Alıntı metin:
+---+
Kullanıcı Oyu: 4 / 5

Yıldız etkinYıldız etkinYıldız etkinYıldız etkinYıldız etkin değil
 

GERÇEK BİR YERYÜZÜ CENNETİ SAPANCA

Sapanca; Doğu Marmara'nın cennet köşesi.

Kur'an "İçinden ırmaklar akan"[1] bir mekân olarak tanımlar cenneti. Peki dünya gözüyle nedir cennet? Yahut neresidir?

İddiamız odur ki, hangi noktasından bakarsanız bakınız; Sapanca Gölü gerçek bir yeryüzü cennetidir.

Soğucak Yaylası'ndan[2] inerken Sapanca Gölü'ne, Adapazarı'na bir bakınız alıcı gözle! Bize ne kadar çok hak vereceksiniz... İnsanların isimleri gibi oturdukları semtlerden de nasipleri var; Yahya Kemal boşuna yazmamış "İstanbul’un fethini gören Üsküdar" diye.
+---+
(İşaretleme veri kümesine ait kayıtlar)
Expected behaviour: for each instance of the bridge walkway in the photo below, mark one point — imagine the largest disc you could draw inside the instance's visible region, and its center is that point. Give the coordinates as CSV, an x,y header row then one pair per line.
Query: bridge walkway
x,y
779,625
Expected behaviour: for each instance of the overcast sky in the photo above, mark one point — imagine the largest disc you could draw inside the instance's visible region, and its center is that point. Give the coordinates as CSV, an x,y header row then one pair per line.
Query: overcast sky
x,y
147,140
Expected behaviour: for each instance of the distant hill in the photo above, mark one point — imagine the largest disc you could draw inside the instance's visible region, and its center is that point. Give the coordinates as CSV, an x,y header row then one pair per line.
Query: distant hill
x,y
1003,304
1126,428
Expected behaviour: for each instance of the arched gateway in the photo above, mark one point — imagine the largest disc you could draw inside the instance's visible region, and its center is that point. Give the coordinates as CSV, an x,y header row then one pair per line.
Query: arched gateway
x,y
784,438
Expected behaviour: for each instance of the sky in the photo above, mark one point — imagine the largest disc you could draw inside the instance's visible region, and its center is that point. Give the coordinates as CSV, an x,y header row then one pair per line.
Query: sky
+---+
Verilen görev 1:
Sapanca hakkındaki metinde Kur'an'ın cenneti nasıl bir mekân olarak tanımladığı belirtilmektedir?
Verilen görev 2:
Sapanca'yı anlatan metni, son cümlesinin ardından aynı üslupla sürdürünüz.
Kayıtlara bu çalışmada ihtiyaç duyulmamaktadır.

Beklenen çıktı 1:
İçinden ırmaklar akan bir mekân olarak.

Beklenen çıktı 2:
Dünyanın bütün kadim şehirleri ya deniz kıyısındadır, ya boğaz, ya nehir. Su hayat veriyor onlara çünkü. Paris, Kahire, İstanbul, Üsküp, San Fransisko, Mançester, Atina... İnsanlık tarihinin ortak zenginliği olan bu tür şehirleri kuran atalarımız, "cenneti bu dünyada görmek ve göstermek" istemişler biraz da.

Bir yer bilimi profesörümüz "Deprem insanlara Allah'ın bir lutfudur"[3] demişti de inanmamıştık. "Zira bir bölgede göller varsa, deniz varsa, nehirler varsa, yaylalar varsa, kaplıcalar varsa, ovalar varsa, yeşil ve mavi varsa; bütün bunları yapan depremdir, tek şartı depreme uygun yapılaşacaksınız" diye ilave etmişti.

Hatta "iki kıyısına otoyol yapma cinayetini, enfes güzellikleri kamuyla paylaşmak için işlemiş olmalılar büyüklerimiz" diyesi geliyor insanın.

İklimi her türlü meyveciliğe uygundur.

Kıyısından otoyol geçene değin üç şeyi meşhurdu Sapanca'nın; eriği, kirazı, elması. Hatta borç ödeme vadesi olarak "erukta Bostancunun Kahvesinde verurum" esprisi anlatılırdı sık sık.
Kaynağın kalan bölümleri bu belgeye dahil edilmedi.